▶ [Extrait à lire]:
○ ○ ○ ○ ○ ○ ○

Pierre Fitzgibbon est parti. Je n’avais pas d’atomes crochus avec le type. Son côté bully et opaque ne me plaisait pas. Il avait cependant les qualités de ses défauts. Autopsie d’une classe politique condamnée à l’immobilisme.

J’ai 22 ans et je m’apprête à concevoir mon plus important contrat de graphisme. C’est un mandat tombé du ciel. Je vais réaliser la promo étudiante Desjardins. Posters, campagne panneaux d’autobus. Enfin, on va être sur la map, mes associés et moi. J’ai eu le contrat d’une amie d’un ami, alors stagiaire au siège social de Lévis. A-t-on repéré mon talent de créateur? Pas du tout. Le département de graphisme de Desjardins demande trois mois pour réaliser le mandat quand le projet doit sortir dans trois semaines. Autrement dit, on les sort de la marde. On est sur les chapeaux de roues mais la campagne est un succès. Personne n’est mort au boulot. On a été efficaces, point.

Pour moi, c’était normal de travailler rapidement. Ma définition du privé, c’était ça : opportunité, action. Je n’ai jamais vu ça autrement. Sinon, c’est souvent du niaisage.

Fitzgibbon est arrivé en politique avec bien des rêves. Indépendant de fortune, je ne crois pas qu’il cherchait à s’enrichir personnellement. Du copinage? Entretenir son réseau? Ceux qui y voient un problème grave ne tiennent pas compte des milliers d’emplois dans la fonction publique octroyés grâce à un chum ou à une connaissance. Du dilapidage de fonds publics de la part du ministre démissionnaire? Je ne compte plus les mandats qui m’ont été octroyés par des départements de communication gouvernementaux qui exigeaient que je charge la totale car leur année budgétaire tirait à sa fin et s’il restait un sou dans la caisse, ça leur serait soustrait l’année suivante.

○ ○ ○ ○ ○ ○ ○

Entrées enregistrées:
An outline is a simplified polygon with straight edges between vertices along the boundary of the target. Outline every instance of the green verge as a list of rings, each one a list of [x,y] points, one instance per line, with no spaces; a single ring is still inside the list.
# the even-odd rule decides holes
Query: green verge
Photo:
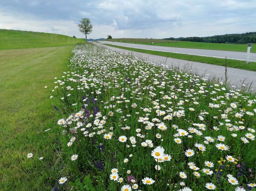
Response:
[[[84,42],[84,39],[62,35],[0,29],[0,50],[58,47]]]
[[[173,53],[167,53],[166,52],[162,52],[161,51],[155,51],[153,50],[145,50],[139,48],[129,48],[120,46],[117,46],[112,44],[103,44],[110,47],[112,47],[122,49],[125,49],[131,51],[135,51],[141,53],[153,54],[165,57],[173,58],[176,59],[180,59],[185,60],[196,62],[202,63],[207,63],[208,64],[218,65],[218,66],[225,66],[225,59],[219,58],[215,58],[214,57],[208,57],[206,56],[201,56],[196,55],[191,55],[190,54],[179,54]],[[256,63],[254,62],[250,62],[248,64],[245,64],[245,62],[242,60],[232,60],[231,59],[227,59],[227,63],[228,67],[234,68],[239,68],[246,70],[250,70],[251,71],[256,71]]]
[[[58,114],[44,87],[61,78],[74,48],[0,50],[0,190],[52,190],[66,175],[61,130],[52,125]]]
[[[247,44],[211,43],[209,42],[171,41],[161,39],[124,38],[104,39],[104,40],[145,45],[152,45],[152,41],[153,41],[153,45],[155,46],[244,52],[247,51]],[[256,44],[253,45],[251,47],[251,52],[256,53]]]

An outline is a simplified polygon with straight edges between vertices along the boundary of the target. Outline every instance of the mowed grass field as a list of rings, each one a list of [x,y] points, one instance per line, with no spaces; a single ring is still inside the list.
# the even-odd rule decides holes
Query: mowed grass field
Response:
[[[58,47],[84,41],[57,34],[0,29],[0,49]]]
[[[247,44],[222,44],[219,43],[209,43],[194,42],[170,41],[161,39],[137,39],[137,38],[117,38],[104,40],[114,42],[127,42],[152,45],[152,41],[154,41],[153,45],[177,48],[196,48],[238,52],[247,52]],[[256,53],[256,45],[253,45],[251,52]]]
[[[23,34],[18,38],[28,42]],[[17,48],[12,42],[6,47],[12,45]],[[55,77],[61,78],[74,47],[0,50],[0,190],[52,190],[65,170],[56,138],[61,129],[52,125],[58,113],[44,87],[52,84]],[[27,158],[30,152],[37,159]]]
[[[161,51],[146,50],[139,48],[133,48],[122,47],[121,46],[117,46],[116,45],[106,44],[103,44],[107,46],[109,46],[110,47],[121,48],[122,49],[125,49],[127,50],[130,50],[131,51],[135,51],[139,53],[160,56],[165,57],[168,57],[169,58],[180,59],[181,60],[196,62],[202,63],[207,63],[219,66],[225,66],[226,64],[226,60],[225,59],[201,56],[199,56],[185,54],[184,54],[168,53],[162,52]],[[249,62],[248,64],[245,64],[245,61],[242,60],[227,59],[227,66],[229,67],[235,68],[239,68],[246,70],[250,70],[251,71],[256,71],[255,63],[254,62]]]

○ ○ ○ ○ ○ ○ ○

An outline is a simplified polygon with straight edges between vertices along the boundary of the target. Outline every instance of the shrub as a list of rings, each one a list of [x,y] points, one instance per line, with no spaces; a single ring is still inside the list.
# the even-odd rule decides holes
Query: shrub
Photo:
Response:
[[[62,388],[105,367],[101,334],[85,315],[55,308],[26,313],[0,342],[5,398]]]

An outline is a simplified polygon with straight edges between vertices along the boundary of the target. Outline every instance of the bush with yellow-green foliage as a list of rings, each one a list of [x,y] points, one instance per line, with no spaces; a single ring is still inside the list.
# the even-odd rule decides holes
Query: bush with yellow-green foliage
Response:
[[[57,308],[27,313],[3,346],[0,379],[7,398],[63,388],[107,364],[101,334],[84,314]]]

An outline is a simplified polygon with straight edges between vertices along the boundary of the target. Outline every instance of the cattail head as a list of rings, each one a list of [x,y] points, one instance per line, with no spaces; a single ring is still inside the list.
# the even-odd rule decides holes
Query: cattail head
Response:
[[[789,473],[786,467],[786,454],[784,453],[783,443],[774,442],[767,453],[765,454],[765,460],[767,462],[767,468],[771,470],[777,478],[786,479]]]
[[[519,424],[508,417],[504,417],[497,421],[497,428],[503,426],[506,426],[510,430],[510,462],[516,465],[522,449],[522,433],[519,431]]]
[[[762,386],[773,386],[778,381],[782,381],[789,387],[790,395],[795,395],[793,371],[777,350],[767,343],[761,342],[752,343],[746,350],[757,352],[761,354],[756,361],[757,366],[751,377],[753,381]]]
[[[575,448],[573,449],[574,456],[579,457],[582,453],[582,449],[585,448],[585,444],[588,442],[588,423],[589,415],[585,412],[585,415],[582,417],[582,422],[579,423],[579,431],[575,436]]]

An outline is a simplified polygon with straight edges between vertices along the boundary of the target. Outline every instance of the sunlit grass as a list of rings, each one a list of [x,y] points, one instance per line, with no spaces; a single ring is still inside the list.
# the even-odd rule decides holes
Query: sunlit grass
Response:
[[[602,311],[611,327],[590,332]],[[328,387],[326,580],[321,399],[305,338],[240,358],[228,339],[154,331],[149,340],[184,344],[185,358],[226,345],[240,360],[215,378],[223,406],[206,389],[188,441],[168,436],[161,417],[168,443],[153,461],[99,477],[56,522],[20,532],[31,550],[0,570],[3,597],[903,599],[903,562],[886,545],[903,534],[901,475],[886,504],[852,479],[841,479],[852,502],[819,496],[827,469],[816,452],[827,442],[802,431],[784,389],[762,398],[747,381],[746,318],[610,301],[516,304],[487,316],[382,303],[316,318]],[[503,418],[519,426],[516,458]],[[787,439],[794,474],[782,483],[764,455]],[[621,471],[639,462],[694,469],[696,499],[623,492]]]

○ ○ ○ ○ ○ ○ ○

▶ [Problèmes et tâches]:
1. Répondez à ces questions sur le texte sur le départ de Pierre Fitzgibbon :
(a) Quel âge avait la personne qui raconte quand elle s'apprêtait à faire la promo étudiante Desjardins ?
(b) Combien de temps le département de graphisme de Desjardins demandait-il pour réaliser le mandat ?
(c) Selon le texte, qu'arrivait-il l'année suivante aux départements de communication gouvernementaux s'il restait un sou dans la caisse ?
2. Prolongez le texte sur le départ de Pierre Fitzgibbon en reprenant juste après sa dernière phrase.

▶ [Réponses aux tâches]:
1.
(a) 22 ans.
(b) Trois mois.
(c) Ce sou leur était soustrait.

2.
L’appareil gouvernemental n’a absolument pas besoin des politiciens pour gaspiller notre argent.

Fitzgibbon voulait que ça avance. Il a frappé un mur appelé bureaucratie et que beaucoup confondent avec démocratie. J’ai travaillé brièvement en politique pendant la pandémie et mon irritant majeur était ce système mis au point par des paresseux apathiques. Impossible d’avoir une réponse ou une action concrète, même pour des dossiers d’une simplicité désarmante. La procédurite aiguë a eu raison de l’homme d’affaires que j’ai toujours été.

Fitzgibbon a été beaucoup plus patient que moi. Il a tenté de mettre un peu de Québec Inc. dans l’ADN d’un État aussi lourd que lent. Le super ministre tournait les coins ronds mais le sytème ne les tournait pas du tout. Qu’on pense à la peinture du pont de Québec, au TGV Québec-Windsor ou au règlement du dossier de la mobilité Lévis-Québec, dès que ça entre dans le système, c’est aspiré par un trou noir et rien ne se passe.

Si Tesla avait été une société d’État, leur première voiture électrique sortirait en 2050. Elle serait probablement parfaite et probablement parfaitement dépassée. Elle ne s’appellerait pas Tesla mais plutôt Tergiversa.

Fitzgibbon est un bulldozer qui a décidé d’aller défricher ailleurs, tanné d’être confiné à l’immobilisme et au niaisage bureaucratique. Fitzgibbon était l’autre extrême, ce qui n’est pas mieux. Les entrepreneurs prennent souvent des risques impulsifs qui coûtent cher. Imaginez si en plus, ce n’est pas leur argent. On peut perdre le contrôle facilement.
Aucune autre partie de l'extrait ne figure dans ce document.